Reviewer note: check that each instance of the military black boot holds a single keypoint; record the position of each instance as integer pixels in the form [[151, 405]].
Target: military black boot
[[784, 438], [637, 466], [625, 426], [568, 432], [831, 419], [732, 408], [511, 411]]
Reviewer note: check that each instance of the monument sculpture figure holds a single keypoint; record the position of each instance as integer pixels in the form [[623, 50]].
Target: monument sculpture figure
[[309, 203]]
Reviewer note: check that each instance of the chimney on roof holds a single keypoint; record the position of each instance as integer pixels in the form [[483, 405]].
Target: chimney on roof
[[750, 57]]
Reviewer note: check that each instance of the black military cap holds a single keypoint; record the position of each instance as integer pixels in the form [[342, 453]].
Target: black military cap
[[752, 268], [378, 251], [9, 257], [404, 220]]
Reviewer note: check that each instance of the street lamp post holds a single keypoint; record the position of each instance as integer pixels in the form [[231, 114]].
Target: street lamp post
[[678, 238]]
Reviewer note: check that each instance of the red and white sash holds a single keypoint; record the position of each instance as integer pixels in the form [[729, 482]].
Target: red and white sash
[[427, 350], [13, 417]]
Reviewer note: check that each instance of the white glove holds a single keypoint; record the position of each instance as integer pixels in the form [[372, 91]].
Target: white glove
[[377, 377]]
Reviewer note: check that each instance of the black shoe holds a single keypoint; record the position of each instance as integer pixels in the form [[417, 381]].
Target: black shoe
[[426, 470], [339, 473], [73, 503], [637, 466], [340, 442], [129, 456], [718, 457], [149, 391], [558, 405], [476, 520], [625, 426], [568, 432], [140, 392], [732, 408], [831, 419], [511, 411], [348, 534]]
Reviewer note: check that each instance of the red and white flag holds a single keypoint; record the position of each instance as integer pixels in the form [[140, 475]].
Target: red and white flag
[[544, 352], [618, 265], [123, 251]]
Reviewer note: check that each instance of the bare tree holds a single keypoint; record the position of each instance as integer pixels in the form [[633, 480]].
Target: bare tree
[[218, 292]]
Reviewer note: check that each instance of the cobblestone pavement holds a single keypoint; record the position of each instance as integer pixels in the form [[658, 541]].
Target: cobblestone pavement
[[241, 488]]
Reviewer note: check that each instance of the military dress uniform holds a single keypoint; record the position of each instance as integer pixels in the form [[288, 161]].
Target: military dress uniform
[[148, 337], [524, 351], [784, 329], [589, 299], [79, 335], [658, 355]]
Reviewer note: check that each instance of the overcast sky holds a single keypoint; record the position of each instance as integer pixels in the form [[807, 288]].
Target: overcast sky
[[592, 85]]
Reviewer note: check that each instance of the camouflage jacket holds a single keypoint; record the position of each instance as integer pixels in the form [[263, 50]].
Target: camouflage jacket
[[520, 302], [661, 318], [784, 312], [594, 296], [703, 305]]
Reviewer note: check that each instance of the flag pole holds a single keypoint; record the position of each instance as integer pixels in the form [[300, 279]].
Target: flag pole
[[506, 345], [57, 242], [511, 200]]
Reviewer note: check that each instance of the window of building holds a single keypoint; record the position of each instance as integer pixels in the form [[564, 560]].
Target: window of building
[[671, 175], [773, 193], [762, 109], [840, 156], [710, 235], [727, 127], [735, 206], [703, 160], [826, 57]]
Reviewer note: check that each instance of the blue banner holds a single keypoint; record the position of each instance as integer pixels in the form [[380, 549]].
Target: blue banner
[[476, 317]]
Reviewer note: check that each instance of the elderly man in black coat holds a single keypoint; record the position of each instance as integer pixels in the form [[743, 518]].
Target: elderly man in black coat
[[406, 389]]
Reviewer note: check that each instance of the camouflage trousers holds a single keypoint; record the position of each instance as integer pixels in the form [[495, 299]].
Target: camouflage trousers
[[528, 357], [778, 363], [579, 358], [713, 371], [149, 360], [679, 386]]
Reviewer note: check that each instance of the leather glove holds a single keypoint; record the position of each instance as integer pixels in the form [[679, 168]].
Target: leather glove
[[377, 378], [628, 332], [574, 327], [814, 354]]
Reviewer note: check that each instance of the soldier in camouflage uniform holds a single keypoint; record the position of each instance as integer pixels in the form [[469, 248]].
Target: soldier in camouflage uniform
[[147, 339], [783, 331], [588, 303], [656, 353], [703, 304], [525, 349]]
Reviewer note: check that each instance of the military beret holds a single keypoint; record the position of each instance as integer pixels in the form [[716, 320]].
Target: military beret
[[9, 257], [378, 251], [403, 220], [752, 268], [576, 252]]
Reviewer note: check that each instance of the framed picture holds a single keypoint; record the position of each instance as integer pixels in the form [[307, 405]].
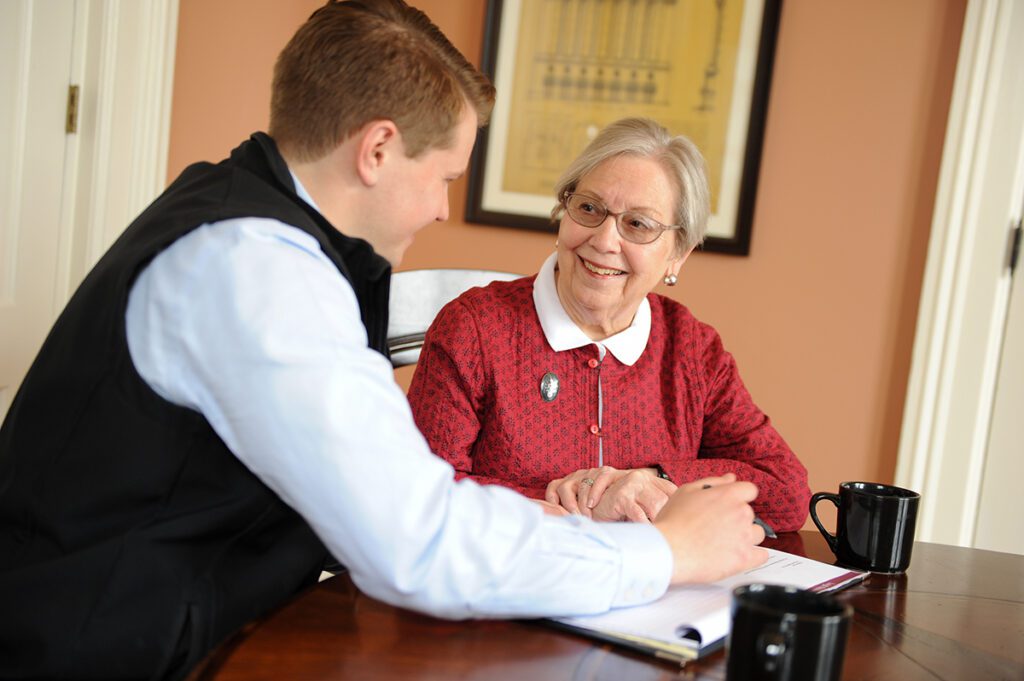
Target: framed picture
[[564, 69]]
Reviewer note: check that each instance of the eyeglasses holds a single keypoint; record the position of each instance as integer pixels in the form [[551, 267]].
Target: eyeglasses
[[633, 226]]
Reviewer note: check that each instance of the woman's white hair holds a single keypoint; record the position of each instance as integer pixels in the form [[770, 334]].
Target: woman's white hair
[[679, 157]]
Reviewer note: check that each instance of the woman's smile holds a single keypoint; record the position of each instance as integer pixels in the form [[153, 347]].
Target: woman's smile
[[598, 270]]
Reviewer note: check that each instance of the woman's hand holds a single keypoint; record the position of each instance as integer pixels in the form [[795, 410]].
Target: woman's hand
[[609, 494], [549, 508], [637, 496]]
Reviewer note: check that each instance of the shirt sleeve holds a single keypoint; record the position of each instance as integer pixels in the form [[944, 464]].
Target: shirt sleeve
[[738, 437], [248, 323]]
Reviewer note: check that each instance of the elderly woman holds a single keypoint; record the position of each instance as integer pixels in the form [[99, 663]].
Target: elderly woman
[[581, 386]]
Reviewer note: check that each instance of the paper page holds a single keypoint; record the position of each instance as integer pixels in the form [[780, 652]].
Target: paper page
[[705, 607]]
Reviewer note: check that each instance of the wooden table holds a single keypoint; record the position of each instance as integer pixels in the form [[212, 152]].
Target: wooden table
[[957, 613]]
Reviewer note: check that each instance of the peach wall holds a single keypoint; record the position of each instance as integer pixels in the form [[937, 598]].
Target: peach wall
[[820, 315]]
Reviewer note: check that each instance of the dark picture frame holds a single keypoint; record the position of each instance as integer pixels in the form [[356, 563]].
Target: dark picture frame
[[557, 85]]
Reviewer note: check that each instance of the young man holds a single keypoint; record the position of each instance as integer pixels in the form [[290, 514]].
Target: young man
[[214, 414]]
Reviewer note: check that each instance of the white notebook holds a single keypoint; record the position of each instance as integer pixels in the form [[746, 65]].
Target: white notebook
[[690, 621]]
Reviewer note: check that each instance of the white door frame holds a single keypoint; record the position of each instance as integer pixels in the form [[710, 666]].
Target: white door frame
[[117, 164], [965, 296]]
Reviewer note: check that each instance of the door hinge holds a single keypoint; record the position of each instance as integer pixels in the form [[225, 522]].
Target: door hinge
[[71, 118], [1015, 245]]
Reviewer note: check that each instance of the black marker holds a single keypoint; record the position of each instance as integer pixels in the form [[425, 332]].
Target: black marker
[[769, 533]]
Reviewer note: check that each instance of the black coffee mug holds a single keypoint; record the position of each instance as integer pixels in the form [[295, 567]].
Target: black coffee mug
[[784, 633], [875, 525]]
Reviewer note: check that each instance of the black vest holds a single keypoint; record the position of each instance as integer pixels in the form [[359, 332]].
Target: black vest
[[131, 540]]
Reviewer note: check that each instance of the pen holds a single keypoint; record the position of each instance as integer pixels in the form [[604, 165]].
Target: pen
[[769, 533]]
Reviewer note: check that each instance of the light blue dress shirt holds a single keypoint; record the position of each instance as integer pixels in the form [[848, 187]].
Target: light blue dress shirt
[[247, 322]]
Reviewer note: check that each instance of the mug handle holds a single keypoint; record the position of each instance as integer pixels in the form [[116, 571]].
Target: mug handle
[[814, 516]]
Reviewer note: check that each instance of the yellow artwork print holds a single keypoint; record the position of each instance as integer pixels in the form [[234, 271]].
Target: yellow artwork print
[[581, 65]]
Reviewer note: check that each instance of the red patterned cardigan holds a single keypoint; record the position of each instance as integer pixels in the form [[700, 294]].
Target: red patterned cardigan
[[682, 406]]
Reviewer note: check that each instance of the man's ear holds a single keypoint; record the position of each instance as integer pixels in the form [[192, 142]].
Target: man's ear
[[377, 141]]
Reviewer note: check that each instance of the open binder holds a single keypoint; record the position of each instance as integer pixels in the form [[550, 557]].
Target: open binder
[[690, 621]]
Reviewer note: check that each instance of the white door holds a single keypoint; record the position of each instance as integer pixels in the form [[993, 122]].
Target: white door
[[65, 198], [35, 73], [998, 509]]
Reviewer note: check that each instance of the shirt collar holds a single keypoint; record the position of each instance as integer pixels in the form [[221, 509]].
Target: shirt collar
[[562, 333], [301, 192]]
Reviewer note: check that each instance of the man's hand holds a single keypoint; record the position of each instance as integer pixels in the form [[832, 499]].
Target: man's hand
[[711, 529]]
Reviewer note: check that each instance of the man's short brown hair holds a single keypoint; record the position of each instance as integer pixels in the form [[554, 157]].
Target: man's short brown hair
[[361, 60]]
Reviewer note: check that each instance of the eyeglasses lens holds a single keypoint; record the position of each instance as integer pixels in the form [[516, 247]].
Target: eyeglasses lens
[[633, 226]]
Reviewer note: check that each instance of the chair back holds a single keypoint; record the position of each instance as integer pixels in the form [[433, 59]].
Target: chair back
[[417, 296]]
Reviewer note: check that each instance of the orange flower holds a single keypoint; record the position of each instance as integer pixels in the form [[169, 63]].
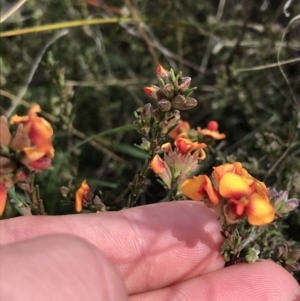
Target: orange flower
[[38, 130], [235, 168], [81, 194], [161, 72], [199, 187], [161, 169], [211, 130], [181, 130], [249, 199], [185, 146], [3, 197], [34, 159]]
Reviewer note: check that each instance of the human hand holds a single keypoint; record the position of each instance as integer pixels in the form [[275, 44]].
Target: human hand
[[168, 251]]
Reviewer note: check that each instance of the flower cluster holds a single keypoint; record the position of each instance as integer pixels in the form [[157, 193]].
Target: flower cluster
[[26, 150], [179, 162], [235, 192], [210, 132]]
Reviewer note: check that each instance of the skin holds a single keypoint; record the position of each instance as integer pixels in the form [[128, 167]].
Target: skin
[[167, 251]]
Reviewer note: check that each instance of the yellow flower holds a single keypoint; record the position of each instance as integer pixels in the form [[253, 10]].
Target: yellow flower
[[199, 187], [211, 130], [81, 194], [161, 72], [185, 146], [181, 130], [38, 130], [3, 197], [244, 198], [161, 169]]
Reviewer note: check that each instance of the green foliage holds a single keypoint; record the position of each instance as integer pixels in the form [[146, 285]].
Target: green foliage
[[89, 80]]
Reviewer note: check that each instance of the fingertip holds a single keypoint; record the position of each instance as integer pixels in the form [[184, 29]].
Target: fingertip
[[58, 267]]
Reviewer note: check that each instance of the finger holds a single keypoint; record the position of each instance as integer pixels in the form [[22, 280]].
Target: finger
[[58, 267], [260, 281], [154, 246]]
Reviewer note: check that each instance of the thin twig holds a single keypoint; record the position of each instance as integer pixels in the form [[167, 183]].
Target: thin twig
[[279, 65], [34, 68], [262, 67], [12, 10], [142, 30]]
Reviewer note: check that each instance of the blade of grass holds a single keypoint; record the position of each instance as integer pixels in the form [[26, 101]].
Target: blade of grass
[[61, 25]]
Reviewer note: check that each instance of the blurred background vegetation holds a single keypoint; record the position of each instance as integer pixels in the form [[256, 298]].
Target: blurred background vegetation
[[88, 79]]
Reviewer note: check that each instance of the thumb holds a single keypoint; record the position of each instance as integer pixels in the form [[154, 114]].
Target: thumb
[[58, 267]]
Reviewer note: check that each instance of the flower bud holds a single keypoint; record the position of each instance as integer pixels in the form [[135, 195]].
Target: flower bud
[[156, 115], [183, 83], [179, 102], [161, 72], [164, 105], [151, 91], [146, 114], [168, 91], [190, 103]]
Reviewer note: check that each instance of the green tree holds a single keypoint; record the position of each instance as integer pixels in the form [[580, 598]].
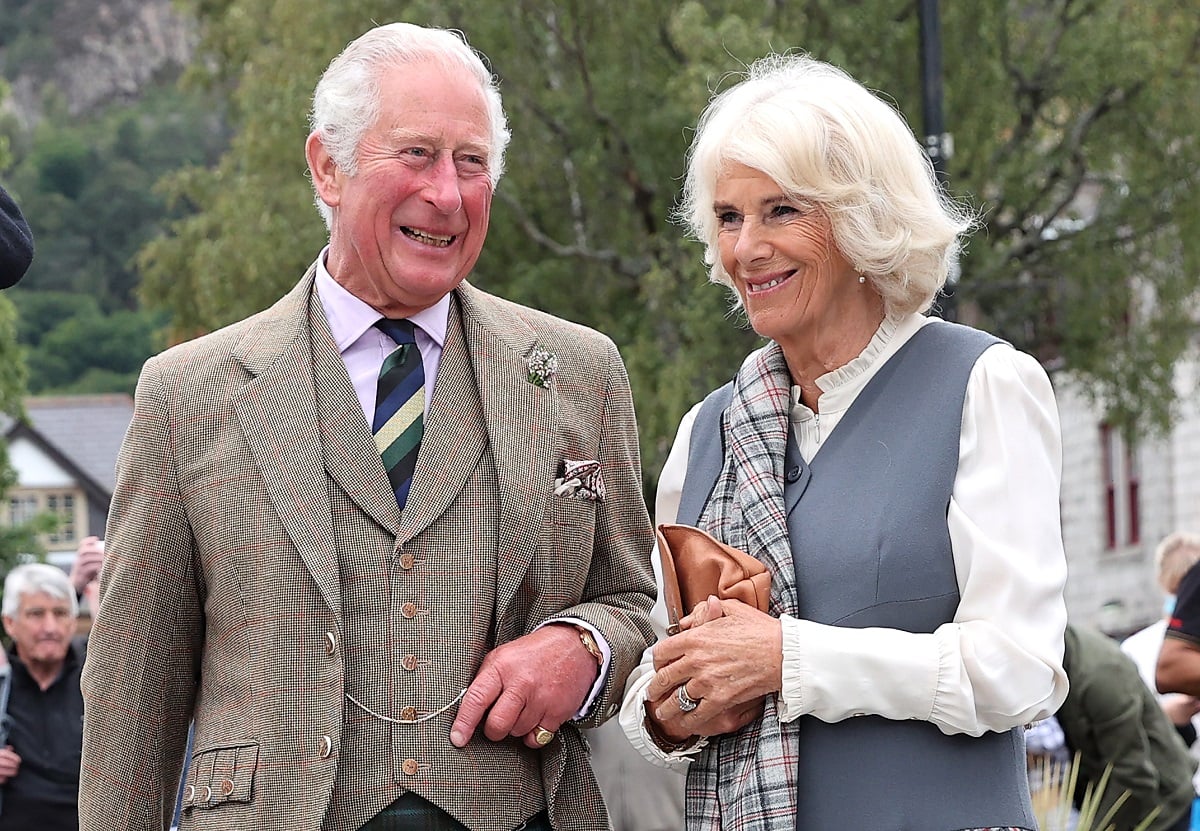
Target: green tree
[[1083, 167]]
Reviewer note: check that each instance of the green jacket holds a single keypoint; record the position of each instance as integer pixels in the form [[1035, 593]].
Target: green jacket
[[1110, 717]]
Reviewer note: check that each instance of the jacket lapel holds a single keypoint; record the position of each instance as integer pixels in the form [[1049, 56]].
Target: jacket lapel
[[277, 413], [522, 428]]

To do:
Can you copy out the records verbatim, starting with the line that contains "Reviewer note: check that each instance of the elderly man" and going on through the line that contains "[[377, 378], [628, 332], [574, 327], [814, 354]]", with both of those lines included?

Reply to the exercise:
Reviewer note: check that each instance of the elderly man in black coat holds a single keypoint; record the position of each instance as integer pixels in the form [[743, 518]].
Target: elderly man in black coat
[[406, 389]]
Reviewer note: check that each instance of the camouflage trousers holds a single keypoint; record the position of each instance as integer pixels in the form [[495, 299]].
Target: camouflage trousers
[[528, 357], [778, 363], [579, 358], [713, 371], [149, 360], [679, 386]]
Reviewer note: check that each instance of the leather glove holds a single keypoint; record the position of each instance as integer pixels in the form [[679, 168]].
Target: leather glove
[[377, 378], [628, 332], [574, 327], [814, 354]]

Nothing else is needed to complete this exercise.